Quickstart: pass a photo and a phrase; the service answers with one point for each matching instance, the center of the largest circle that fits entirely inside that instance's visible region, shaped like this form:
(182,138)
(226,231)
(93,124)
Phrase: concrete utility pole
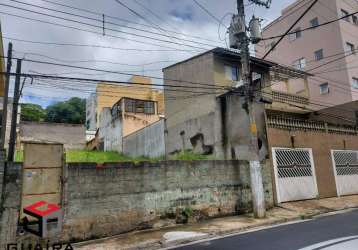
(6,97)
(10,156)
(241,41)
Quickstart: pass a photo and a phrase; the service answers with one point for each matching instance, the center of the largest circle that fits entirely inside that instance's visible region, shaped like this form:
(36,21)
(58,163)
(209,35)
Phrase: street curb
(232,232)
(161,244)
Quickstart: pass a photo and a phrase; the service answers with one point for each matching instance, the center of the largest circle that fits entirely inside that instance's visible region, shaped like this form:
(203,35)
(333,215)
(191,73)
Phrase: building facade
(107,95)
(2,64)
(216,123)
(327,51)
(126,117)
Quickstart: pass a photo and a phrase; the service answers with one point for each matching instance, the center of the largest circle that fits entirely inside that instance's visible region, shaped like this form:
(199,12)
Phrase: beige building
(2,65)
(336,82)
(127,116)
(107,95)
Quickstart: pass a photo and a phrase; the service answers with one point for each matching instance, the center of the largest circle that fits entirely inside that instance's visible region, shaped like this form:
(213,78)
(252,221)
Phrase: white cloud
(189,19)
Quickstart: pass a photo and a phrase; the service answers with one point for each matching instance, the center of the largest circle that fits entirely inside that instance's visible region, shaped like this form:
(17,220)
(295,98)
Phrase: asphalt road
(330,232)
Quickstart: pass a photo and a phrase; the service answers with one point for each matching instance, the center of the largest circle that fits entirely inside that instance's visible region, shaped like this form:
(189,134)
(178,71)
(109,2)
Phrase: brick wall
(116,198)
(109,199)
(148,141)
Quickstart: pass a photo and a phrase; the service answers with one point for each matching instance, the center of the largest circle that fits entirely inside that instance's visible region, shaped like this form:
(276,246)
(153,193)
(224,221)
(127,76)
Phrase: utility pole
(6,98)
(10,156)
(240,40)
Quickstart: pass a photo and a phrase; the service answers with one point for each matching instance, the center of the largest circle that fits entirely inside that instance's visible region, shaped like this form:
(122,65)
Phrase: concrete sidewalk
(169,237)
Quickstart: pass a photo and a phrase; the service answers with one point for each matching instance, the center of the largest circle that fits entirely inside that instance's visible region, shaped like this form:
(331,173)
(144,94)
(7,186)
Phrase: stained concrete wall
(10,204)
(110,131)
(72,136)
(148,141)
(115,198)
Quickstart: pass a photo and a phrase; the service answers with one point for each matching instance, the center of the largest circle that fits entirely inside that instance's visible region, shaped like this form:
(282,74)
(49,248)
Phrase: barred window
(139,106)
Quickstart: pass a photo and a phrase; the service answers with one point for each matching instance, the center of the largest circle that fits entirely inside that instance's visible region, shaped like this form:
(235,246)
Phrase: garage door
(345,165)
(294,174)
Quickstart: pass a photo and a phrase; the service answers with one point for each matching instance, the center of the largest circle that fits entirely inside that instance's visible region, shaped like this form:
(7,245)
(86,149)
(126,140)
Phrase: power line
(121,73)
(154,14)
(332,61)
(210,87)
(139,15)
(289,29)
(100,20)
(94,61)
(98,26)
(89,31)
(122,19)
(208,12)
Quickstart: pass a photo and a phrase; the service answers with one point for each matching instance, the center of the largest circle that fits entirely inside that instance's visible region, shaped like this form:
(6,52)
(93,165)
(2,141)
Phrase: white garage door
(295,174)
(345,165)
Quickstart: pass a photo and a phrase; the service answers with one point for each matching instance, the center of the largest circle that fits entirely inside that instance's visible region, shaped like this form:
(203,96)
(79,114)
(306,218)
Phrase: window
(318,55)
(314,22)
(297,34)
(139,106)
(355,83)
(300,63)
(149,108)
(129,105)
(232,73)
(345,13)
(349,48)
(324,88)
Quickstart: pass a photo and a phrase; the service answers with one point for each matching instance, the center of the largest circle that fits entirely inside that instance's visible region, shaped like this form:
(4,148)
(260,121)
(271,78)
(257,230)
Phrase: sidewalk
(169,237)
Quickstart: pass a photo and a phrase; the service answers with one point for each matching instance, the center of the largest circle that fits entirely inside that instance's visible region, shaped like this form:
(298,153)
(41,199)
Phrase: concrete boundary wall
(116,198)
(148,141)
(109,199)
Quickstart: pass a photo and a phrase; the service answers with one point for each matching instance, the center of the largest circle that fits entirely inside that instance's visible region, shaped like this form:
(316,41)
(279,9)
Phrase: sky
(187,27)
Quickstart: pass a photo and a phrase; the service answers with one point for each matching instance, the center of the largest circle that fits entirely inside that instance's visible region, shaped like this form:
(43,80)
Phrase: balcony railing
(290,98)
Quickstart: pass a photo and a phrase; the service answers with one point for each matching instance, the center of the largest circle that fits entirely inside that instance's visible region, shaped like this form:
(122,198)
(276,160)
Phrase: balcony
(282,97)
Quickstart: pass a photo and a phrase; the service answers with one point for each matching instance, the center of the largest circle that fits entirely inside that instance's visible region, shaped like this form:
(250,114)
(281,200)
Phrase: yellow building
....
Repeat the material above exactly. Leave every picture out of it.

◆ **ANSWER TO THIS EXERCISE**:
Quickstart: pass a photo and a phrase; the service answers with one point for each matching instance, the center of the largest circle that fits entirely inside that instance's visible region, shaped like this form:
(182,138)
(226,231)
(93,124)
Phrase: concrete utility pole
(6,97)
(10,156)
(241,41)
Quickstart: pass a photo and a phrase; the service answers with one point for each matching instance, the center of the largest circle that fits entirely inside that instance's visible region, shaped like this form:
(36,21)
(58,163)
(209,35)
Phrase: street curb
(232,232)
(161,244)
Quickstart: pass a photo and a phrase; the service answers with one point for each matching instance, the center of the largest circle that fits entirely inside that instance's visible region, shaped like this form:
(203,35)
(333,215)
(191,73)
Phrase: building facade
(107,95)
(2,64)
(216,123)
(327,51)
(126,117)
Quickstart: pass a photo and a phrase; the service answers with one point for each matching instance, the center of the largest circle that fits entirely inside that instance's visible region, shaped like this form:
(199,12)
Phrase: beige building
(2,65)
(336,82)
(127,116)
(107,95)
Quickstart: pass a photo and a phrase; the service answers with one point for each matching instance, the center of the largest circle that fits entirely inside that instance's visible region, shaped like this form:
(213,78)
(252,221)
Phrase: white cloud
(189,19)
Quickstart: pass a photo and a phrase; the service answers with one point for each matching instance, the center of the largest circle that fits entirely inside that instance's visible region, shaped like this form:
(17,220)
(295,98)
Phrase: asphalt road
(330,232)
Quickstart: pass a photo and a phrase; the service answers with one point for each matching instance, the center of the largest circle that fits entirely inside that instance's visible region, shaped like this form:
(189,134)
(178,71)
(109,2)
Phrase: brick wall
(116,198)
(109,199)
(148,141)
Quickstart: pass a photo and a phrase; the service answers with one point for each matching instance, the center of the largest circle that fits entirely inside that instance's visible region, shaped like this form:
(276,246)
(153,193)
(224,221)
(127,76)
Phrase: utility pole
(6,98)
(10,156)
(240,40)
Quickstart: pass a photo and a phrase; the service answers with one point for each matching instance, the center of the largest circle that fits entirely inside that instance's visible region, shaped like this form:
(122,65)
Phrase: concrete sidewalk
(169,237)
Quickstart: pass a photo and a phrase; the service answers with one point for each matching instance, the center of the largest circle that fits entirely inside that instance's visible region, shaped like this form:
(331,173)
(144,94)
(7,186)
Phrase: stained concrete wall
(10,204)
(110,131)
(72,136)
(148,141)
(115,198)
Quickstart: pass a photo and a phrase; the service answers with one point for each matching instance, the center of the largest circle that fits entirely inside that instance's visible region, shaped like this form:
(282,74)
(49,248)
Phrase: barred window
(139,106)
Quickstart: pass a photo and a phrase; the service answers with one point for each matching instance, the center of the largest circle that fits entirely inside that instance's visible region, shaped like this form:
(235,246)
Phrase: garage door
(345,165)
(294,174)
Quickstart: pass a photo and a phrase; the service answers with one point for each matching instance, the center of the largest circle that fits entirely inside that instance's visible region, shaped like this form:
(7,245)
(86,149)
(126,140)
Phrase: power line
(121,73)
(154,14)
(332,61)
(210,87)
(139,15)
(289,29)
(100,20)
(94,61)
(98,26)
(89,31)
(122,19)
(208,12)
Quickstart: pass a photo and a phrase; the service answers with one point for each matching instance, the center of the largest circle that fits entirely inside that instance's visible region, shaped like this form:
(6,52)
(93,165)
(2,141)
Phrase: white garage door
(295,174)
(345,165)
Quickstart: pass a photo and a phrase; the service answers with one point for each matching instance, the center of the largest circle that fits entirely inside that instance's visible region, shaped like this form:
(203,96)
(79,114)
(306,218)
Phrase: window
(318,55)
(314,22)
(297,34)
(139,106)
(355,83)
(300,63)
(149,108)
(129,105)
(232,73)
(345,13)
(349,48)
(324,88)
Quickstart: pass a photo and a phrase; the service answers with one point for each matching instance, the center of the largest circle that fits entirely inside that instance's visible region, shaped like this form:
(4,148)
(260,121)
(271,78)
(257,230)
Phrase: sidewalk
(169,237)
Quickstart: pass a photo and a phrase; the service answers with one point for each matching instance, the center of the largest circle that fits entirely inside that instance's visible region, shaped like this form:
(298,153)
(41,199)
Phrase: concrete boundary wall
(116,198)
(148,141)
(109,199)
Quickstart: pass a photo and a phrase; the service answers with one point for each matching instance, the center of the largest circle that fits entirely inside that instance's visible region, shaped like this form:
(316,41)
(279,9)
Phrase: sky
(187,27)
Quickstart: pass a photo and a phrase; the service answers with one point for each matching instance, the center of the largest circle that fits entirely inside that instance's visible region, shaped like this form:
(43,80)
Phrase: balcony railing
(290,98)
Quickstart: pass a photo and a phrase; the service answers with one point for each matching instance, the center of the largest circle that fits entirely inside that instance's visible region, shaped like this form:
(122,198)
(276,160)
Phrase: balcony
(282,97)
Quickstart: pass a photo and a phrase; the service answers with one point for each matching instance, the center of the largest circle that fits entirely inside that instance's visible region, shaped like this form:
(250,114)
(281,200)
Phrase: yellow building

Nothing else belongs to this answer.